#### Dataset content
▽
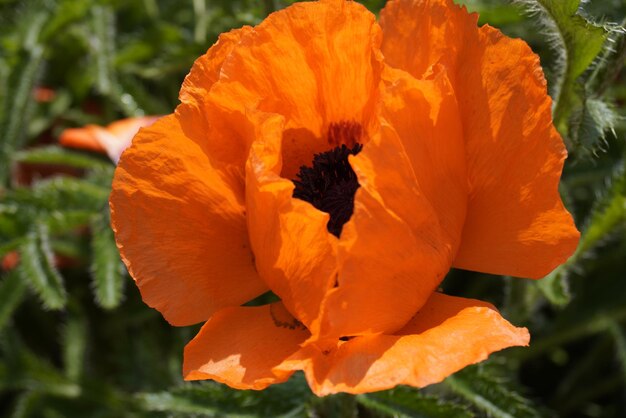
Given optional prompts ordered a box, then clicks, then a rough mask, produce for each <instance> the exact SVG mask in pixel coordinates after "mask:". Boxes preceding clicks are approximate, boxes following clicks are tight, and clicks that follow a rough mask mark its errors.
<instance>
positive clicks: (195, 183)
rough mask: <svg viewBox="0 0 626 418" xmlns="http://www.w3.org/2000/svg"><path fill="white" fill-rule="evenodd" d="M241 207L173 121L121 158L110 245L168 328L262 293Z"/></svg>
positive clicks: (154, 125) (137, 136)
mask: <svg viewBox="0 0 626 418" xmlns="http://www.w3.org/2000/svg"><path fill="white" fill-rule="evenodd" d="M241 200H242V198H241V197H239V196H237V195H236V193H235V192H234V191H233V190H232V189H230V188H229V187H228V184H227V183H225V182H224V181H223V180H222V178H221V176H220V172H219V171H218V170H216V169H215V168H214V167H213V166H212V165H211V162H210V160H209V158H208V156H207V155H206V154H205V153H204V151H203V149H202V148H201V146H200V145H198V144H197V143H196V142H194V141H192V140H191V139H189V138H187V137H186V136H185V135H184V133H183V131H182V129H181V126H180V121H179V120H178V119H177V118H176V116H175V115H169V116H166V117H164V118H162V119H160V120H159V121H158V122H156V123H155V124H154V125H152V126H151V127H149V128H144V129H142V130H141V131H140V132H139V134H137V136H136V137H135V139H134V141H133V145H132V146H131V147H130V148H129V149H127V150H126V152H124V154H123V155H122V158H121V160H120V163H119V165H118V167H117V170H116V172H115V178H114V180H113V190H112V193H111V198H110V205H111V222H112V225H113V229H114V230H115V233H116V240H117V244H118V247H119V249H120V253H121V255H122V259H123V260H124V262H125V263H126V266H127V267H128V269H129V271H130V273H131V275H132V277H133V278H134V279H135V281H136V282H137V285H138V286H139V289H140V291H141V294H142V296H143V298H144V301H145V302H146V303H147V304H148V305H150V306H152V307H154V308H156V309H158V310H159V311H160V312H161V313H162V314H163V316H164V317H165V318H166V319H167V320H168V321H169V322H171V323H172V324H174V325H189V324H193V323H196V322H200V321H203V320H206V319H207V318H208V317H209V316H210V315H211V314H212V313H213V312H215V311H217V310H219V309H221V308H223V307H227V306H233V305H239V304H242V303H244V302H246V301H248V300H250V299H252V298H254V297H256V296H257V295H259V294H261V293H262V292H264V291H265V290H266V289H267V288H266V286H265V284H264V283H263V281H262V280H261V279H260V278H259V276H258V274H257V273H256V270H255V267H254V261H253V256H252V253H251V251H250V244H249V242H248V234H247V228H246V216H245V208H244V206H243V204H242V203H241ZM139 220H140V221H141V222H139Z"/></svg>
△
▽
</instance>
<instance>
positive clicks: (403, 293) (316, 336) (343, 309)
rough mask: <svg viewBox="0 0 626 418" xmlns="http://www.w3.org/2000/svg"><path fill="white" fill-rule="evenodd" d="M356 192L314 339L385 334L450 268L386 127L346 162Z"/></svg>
△
#### What to work on
The range runs from the line with "</instance>" up to and including the line with "192L314 339L385 334L450" in the listing above; please write out exactly those lines and nothing more.

#### Completed exercise
</instance>
<instance>
positive clicks: (403, 293) (316, 336) (343, 309)
rough mask: <svg viewBox="0 0 626 418" xmlns="http://www.w3.org/2000/svg"><path fill="white" fill-rule="evenodd" d="M356 192L314 339L385 334L450 268L386 127L346 162Z"/></svg>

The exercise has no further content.